(DIRECTIONS):
1) List the three things the article on cash tax payments by California marijuana businesses says those businesses can't do.
2) Carry on the article about California marijuana businesses paying taxes in cash, beginning after its final sentence.

Meanwhile In California It’s A Dogs Dinner At The Tax Office

The Guardian reports

The Sacramento branch of the California tax collection agency reeks of marijuana.

That’s because it’s cash day at the collection center – when marijuana dispensary owners are allowed to bring in paper money to pay their quarterly sales tax bill – and the smell of their inventory clings to everything.

California, like all states with any form of legalized marijuana, faces a growing problem over the federal government’s position that cannabis remains a Schedule 1 illegal drug, classified the same way as meth or cocaine, with no legal uses – and therefore no legal access to traditional banks.

That means medical marijuana dispensaries, along with growers, distributors and other marijuana-related businesses that are operating legally under state laws, have no choice but to be cash-only businesses. They can’t write checks, deposit money in financial institutions or make credit card transactions.

“We’ve been a cash industry for ever and it has been quite a problem,” said Kimberly, the director of a non-profit dispensary in Sacramento who asked that her last name not be used for safety reasons. “We don’t want to drive around town paying our bills in cash. We want to be able to just go to the bank.”

(Point-per-instance localization data)
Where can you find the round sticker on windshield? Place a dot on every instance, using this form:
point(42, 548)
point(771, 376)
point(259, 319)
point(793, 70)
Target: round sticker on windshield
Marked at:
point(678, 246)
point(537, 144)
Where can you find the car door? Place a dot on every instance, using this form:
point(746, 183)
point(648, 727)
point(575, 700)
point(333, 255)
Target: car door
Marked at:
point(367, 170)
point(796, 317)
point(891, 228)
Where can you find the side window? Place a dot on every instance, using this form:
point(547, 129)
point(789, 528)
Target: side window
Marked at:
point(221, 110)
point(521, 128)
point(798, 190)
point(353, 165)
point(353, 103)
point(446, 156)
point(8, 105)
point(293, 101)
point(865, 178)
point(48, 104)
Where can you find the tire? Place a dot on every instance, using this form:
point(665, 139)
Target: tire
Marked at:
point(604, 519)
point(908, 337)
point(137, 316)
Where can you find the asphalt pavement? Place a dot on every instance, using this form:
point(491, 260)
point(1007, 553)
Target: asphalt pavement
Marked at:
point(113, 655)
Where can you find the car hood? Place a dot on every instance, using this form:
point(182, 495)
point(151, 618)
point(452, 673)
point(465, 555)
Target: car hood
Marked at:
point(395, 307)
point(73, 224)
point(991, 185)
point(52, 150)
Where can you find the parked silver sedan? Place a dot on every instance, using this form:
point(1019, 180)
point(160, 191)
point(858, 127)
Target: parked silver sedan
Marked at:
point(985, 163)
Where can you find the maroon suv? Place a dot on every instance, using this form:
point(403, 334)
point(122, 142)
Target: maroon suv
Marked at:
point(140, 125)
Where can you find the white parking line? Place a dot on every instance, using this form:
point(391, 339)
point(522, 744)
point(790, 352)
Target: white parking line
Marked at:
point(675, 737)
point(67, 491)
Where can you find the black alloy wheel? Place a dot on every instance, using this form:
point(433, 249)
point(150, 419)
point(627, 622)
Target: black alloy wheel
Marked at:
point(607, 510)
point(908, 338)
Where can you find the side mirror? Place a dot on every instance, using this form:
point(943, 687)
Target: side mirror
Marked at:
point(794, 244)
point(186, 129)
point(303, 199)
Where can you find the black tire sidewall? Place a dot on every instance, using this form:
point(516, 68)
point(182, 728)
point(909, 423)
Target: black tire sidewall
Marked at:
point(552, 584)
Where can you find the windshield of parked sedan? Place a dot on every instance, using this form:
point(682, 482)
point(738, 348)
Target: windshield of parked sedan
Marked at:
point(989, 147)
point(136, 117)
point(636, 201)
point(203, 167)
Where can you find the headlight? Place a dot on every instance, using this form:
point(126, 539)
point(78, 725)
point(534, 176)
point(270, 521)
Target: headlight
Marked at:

(ANSWERS BY ITEM):
1)
- Write checks
- Deposit money in financial institutions
- Make credit card transactions

2)
Kimberly was at the tax office making a payment of more than $30,000, but officials with the agency, the board of equalization, say that is a relatively small amount. Recently at the San Francisco office, a $400,000 payment came in, carried in “a big bag”, said George Runner, a BOE board member. The day before in Sacramento, $150,000 came in as a single payment.

That kind of cash being brought to a non-secure facility raises safety issues, as well as practical ones – issues that the BOE and other agencies are scrambling to address as new medical marijuana laws in the state increase the amount of taxes being paid.

The BOE estimates that last year, it took in about $200m in cash payments from marijuana businesses, though it’s “hard to tell” what the actual amount is, since, Runner said, “we don’t always know who is a cannabis-related business”.

He does know it is leading to some strange problems. The teller windows in the office, for example, do not have slots big enough for the cash-stuffed envelopes to slide through. They will have to be retrofitted to be bigger.

In the meantime, the office staff is forced to come out of their safe rooms to receive payments.

Inside the cash room at the Sacramento office, money is stored in a shiny black safe that looks straight out of the old west, with a large silver spin dial on the front and a gold Betty Boop statue on top. Though about 4ft tall, the safe still sometimes gets stuffed to capacity.

BOE staff said that sometimes the cash drawers at the windows get so full and the office so busy that money ends up being stacked on desks, out in the open.

And sometimes, instead of the aroma of cannabis, the room smells strongly of fabric softener because some depositors “wash” the money in a dryer before coming in.

“It’s been interesting,” Runner said.